━━ Information supplied ━━
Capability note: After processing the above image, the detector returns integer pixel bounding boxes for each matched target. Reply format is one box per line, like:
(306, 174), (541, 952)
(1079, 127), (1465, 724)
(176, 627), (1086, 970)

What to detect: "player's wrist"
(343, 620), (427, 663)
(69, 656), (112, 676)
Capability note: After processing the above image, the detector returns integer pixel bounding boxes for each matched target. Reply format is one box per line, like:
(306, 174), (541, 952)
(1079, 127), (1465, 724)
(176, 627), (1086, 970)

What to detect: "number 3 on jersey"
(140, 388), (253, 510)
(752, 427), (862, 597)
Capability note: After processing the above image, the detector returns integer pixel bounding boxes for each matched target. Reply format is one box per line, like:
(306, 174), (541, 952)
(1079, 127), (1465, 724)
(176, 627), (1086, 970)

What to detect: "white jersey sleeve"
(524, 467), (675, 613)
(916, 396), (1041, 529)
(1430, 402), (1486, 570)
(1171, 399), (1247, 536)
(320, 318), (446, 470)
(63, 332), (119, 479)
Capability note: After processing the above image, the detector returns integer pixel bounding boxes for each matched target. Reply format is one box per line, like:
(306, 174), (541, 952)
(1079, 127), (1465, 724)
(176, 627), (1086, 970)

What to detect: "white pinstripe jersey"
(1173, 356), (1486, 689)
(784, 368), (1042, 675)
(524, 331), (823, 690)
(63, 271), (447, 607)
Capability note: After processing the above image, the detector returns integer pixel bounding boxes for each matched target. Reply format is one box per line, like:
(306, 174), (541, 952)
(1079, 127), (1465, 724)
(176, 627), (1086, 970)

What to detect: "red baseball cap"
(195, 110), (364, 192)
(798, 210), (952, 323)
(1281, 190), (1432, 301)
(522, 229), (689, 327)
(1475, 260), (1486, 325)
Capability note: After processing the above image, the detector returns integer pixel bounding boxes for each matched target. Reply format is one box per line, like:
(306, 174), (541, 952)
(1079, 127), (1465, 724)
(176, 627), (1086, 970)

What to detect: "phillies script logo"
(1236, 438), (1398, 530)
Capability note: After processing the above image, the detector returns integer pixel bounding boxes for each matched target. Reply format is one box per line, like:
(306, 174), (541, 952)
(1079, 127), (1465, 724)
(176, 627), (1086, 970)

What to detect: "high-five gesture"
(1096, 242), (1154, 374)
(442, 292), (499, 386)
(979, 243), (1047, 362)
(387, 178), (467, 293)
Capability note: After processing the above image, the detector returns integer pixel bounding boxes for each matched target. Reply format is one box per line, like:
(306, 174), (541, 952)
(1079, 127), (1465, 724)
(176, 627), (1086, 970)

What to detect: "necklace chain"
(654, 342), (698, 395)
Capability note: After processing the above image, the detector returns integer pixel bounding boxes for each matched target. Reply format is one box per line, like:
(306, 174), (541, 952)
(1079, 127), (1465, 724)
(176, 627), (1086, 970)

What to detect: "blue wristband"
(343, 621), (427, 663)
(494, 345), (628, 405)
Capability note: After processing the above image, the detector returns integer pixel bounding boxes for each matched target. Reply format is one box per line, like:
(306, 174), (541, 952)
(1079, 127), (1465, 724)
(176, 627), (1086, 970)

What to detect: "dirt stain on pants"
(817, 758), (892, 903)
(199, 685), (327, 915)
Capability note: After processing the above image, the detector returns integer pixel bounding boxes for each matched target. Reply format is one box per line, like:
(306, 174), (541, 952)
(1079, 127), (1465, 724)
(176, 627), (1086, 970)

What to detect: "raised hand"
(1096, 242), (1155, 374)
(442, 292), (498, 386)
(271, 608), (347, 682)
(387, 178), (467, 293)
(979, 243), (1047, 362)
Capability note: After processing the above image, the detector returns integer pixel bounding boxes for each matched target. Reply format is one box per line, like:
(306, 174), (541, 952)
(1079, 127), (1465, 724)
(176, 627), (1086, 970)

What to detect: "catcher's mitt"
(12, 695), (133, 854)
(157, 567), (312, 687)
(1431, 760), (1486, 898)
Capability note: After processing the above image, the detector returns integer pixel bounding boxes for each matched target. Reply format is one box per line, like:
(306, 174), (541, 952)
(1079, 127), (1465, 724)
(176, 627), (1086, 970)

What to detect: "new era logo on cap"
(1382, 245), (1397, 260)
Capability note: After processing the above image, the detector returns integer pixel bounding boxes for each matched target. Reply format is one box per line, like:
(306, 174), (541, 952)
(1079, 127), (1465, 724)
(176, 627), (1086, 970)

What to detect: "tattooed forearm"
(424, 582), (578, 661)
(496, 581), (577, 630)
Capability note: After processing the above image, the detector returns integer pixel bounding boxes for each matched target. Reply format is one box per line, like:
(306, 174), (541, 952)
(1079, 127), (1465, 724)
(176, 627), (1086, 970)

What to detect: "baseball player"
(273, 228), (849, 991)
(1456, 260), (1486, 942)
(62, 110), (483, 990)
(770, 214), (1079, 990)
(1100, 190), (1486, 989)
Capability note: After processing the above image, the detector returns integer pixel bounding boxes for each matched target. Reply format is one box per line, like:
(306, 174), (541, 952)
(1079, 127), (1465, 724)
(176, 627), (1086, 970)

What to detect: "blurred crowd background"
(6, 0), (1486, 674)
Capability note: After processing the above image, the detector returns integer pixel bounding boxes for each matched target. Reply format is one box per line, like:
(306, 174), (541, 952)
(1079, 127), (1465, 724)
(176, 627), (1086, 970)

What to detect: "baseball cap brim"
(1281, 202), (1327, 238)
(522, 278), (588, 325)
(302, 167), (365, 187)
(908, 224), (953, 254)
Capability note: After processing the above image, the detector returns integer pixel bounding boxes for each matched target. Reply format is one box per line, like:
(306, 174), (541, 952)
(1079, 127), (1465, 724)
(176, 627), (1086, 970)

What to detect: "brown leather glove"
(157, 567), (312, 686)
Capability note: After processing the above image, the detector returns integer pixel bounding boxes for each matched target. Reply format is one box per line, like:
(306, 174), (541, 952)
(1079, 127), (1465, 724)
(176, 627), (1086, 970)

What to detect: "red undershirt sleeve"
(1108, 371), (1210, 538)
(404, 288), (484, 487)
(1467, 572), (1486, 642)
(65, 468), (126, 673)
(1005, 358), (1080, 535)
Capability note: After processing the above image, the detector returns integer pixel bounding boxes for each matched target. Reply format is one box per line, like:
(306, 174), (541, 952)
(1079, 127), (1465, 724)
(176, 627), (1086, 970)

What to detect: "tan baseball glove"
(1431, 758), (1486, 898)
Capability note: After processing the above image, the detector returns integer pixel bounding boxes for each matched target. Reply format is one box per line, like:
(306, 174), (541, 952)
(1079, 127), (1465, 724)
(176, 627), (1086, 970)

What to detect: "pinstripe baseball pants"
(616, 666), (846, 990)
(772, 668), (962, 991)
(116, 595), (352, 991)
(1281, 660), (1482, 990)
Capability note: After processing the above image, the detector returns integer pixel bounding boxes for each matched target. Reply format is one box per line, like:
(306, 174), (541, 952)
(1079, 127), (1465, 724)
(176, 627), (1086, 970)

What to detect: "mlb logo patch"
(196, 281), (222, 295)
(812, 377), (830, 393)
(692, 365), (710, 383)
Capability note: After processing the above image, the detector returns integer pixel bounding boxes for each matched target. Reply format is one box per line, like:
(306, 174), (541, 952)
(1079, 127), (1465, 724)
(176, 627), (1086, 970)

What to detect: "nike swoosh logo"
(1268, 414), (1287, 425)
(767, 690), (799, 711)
━━━
# [What you will do]
All of the data above must be repeated exactly.

# [Task result]
Capability note: After processing the above image, the detector returns integer pixel bounding boxes for each matched target. Reply format is one box per line, like:
(306, 174), (541, 952)
(1079, 127), (1465, 724)
(176, 627), (1086, 970)

What to detect: "player's wrist"
(343, 620), (427, 663)
(69, 656), (112, 676)
Capability note: After processing the above image, the detector returns integer pixel bounding boxes for each matched target. Reply format is one box per line, like:
(306, 174), (541, 952)
(1079, 127), (1465, 724)
(176, 627), (1086, 970)

What to detect: "number 3 on jersey"
(140, 388), (253, 510)
(752, 427), (862, 597)
Capability note: After processing the above image, the detector returns integer pixel bounding boxes for each matched target. Reply format is one box per line, like:
(306, 174), (541, 952)
(1079, 127), (1465, 724)
(176, 627), (1086, 970)

What to detect: "white jersey sleeve"
(524, 467), (675, 613)
(916, 396), (1041, 529)
(1430, 402), (1486, 570)
(1171, 399), (1247, 536)
(320, 318), (446, 470)
(63, 332), (119, 479)
Capability note: After processing the above image, the detector returns integer pixel bounding boxes for each matched target. Reply format is one box per line, like:
(306, 174), (541, 952)
(1079, 127), (1465, 724)
(176, 627), (1086, 970)

What to detect: "white pinstripe jersey"
(1173, 356), (1486, 689)
(784, 368), (1042, 675)
(524, 331), (823, 690)
(63, 271), (447, 607)
Capability note: After processing the above image, the detector returns integer pixel bounding boxes for each matched target. Reply format is one box per line, like:
(306, 174), (541, 952)
(1079, 127), (1465, 724)
(176, 627), (1086, 970)

What to detect: "red baseball cap"
(195, 110), (364, 192)
(798, 210), (952, 323)
(1281, 190), (1432, 301)
(522, 229), (689, 327)
(1475, 260), (1486, 325)
Capability note: After processing the above image, the detector returns integer pixel bounding boxes for each matched target. Reply format is one box per line, like:
(306, 174), (541, 952)
(1079, 127), (1465, 724)
(176, 627), (1086, 970)

What to detect: "phillies script logo"
(1236, 438), (1398, 530)
Capability note: After processing the above image, the detector returns integer pixel bounding boxes for each matched target. Reply format is one box per line, like:
(306, 174), (541, 952)
(1079, 127), (1465, 724)
(176, 627), (1086, 970)

What to detect: "high-five gesture"
(1096, 242), (1154, 374)
(442, 292), (499, 386)
(979, 243), (1047, 362)
(387, 178), (467, 293)
Capability note: After processing the above image, the detector returns integer pixel bounding boxes for each matched target. Reply format is one box per line, like:
(306, 174), (541, 952)
(1079, 127), (1465, 724)
(176, 627), (1086, 970)

What to detect: "necklace chain"
(654, 342), (698, 395)
Capability note: After processing the above image, the detector returns integer pixel bounding boxes for each matched target. Reply format is one box per line, like:
(306, 174), (541, 952)
(1079, 127), (1465, 724)
(176, 627), (1086, 970)

What to detect: "blue wristband"
(343, 621), (427, 663)
(494, 345), (628, 405)
Capability note: After processing the above image, the detector returns integer pixel bounding boxes for each matched target. Reply format is one box per line, like:
(306, 174), (541, 952)
(1079, 127), (1465, 724)
(176, 627), (1086, 970)

What to detect: "dirt stain on pants"
(817, 758), (892, 903)
(199, 685), (327, 915)
Capability note: After processing the above image, the detector returns integer pixel bounding boxes for each matched target. Reply format is one box per line, like:
(306, 174), (541, 952)
(1079, 127), (1465, 724)
(176, 627), (1086, 970)

What to detect: "raised hand"
(1096, 242), (1155, 374)
(442, 292), (498, 386)
(271, 608), (347, 682)
(387, 178), (467, 293)
(979, 243), (1047, 362)
Capability note: After processing the above image, the detector returns integer pixel bounding boxes for each matched target. Reply format is one box per line, like:
(306, 174), (541, 952)
(1079, 127), (1465, 724)
(176, 627), (1086, 970)

What to detect: "catcher's mitt"
(12, 695), (133, 854)
(157, 567), (312, 687)
(1431, 760), (1486, 898)
Capability note: After processing the above image, the detector returns integer pixel bounding boxes for each matched target. Reply format is one box per line, like:
(306, 174), (541, 952)
(1079, 127), (1465, 724)
(176, 627), (1086, 970)

What to detect: "new era logo on cap"
(1382, 245), (1397, 260)
Capability note: After processing the above image, the detector returns integer pixel bounding boxes for each matched target. Reply format is one box per line, like:
(306, 174), (541, 952)
(1079, 127), (1465, 724)
(176, 627), (1086, 970)

What to detect: "tattooed forearm"
(424, 582), (578, 661)
(496, 581), (577, 630)
Capability note: After processing the above image, the detector returns integer pixel bounding boxes for each matched target. Reply format is one box per line, like:
(306, 174), (541, 952)
(1079, 127), (1465, 724)
(176, 627), (1086, 970)

What to detect: "baseball player"
(273, 228), (849, 991)
(1456, 260), (1486, 942)
(62, 110), (483, 990)
(770, 214), (1079, 990)
(1100, 190), (1486, 989)
Capability note: After processing the above image, the detector returns integer pixel bounding boxes for each matched target. Reply format is one box per line, like:
(306, 174), (541, 952)
(1079, 127), (1465, 724)
(176, 627), (1086, 970)

What to detect: "blurred crowd background"
(6, 0), (1486, 674)
Capability note: After processing the above image, the detector returns integer pixel bounding boxes for each matched target. Reply format is one box per line, like:
(306, 174), (541, 952)
(1079, 127), (1465, 724)
(176, 627), (1086, 970)

What to detect: "baseball cap brim"
(1281, 202), (1327, 238)
(522, 278), (588, 325)
(302, 167), (365, 187)
(908, 224), (953, 254)
Capability note: After processing the above image, the detector returns integer pixel bounding boxes for each matched target. Reply format is one box per line, like:
(306, 174), (541, 952)
(1079, 127), (1465, 724)
(176, 627), (1086, 970)

What to detect: "brown leather glove"
(157, 567), (312, 686)
Capability note: After processing the above image, the detector returns integer pixel bounding boxes for each matched target. Reply format is one box per line, like:
(306, 174), (541, 952)
(1079, 127), (1465, 724)
(176, 627), (1086, 970)

What to detect: "red undershirt sleeve"
(1108, 371), (1210, 538)
(404, 288), (484, 487)
(1467, 572), (1486, 642)
(65, 468), (126, 673)
(1005, 358), (1080, 535)
Capability note: After processing the above image, the detector returns integer pixel bounding boxes for each matched target. Reply format is one box per line, like:
(306, 174), (541, 952)
(1079, 127), (1465, 724)
(176, 627), (1086, 970)

What to detect: "tan baseball glove"
(1431, 758), (1486, 898)
Capability note: After processing the above image, the detector returns integer pixel bounding boxes for each matched target. Reply format is one box per line, like:
(306, 174), (541, 952)
(1079, 127), (1465, 724)
(176, 627), (1086, 970)

What to detect: "pinstripe baseball pants"
(616, 666), (846, 990)
(772, 668), (962, 991)
(116, 595), (352, 991)
(1281, 660), (1482, 990)
Capability note: After processing the above image, the detector returns integer pixel bounding boxes for each matched target. Reply format is one box per line, like:
(306, 174), (541, 952)
(1079, 127), (1465, 724)
(176, 627), (1086, 970)

What to detect: "mlb logo patch"
(196, 281), (222, 295)
(812, 377), (830, 393)
(692, 365), (710, 383)
Capability note: After processing the above image, the detector returns integer pixel bounding boxes for each matched target. Reply format is one box per line, like:
(306, 174), (541, 952)
(1079, 127), (1465, 724)
(176, 627), (1086, 970)

What to detect: "nike swoosh logo"
(1268, 414), (1287, 425)
(767, 690), (799, 711)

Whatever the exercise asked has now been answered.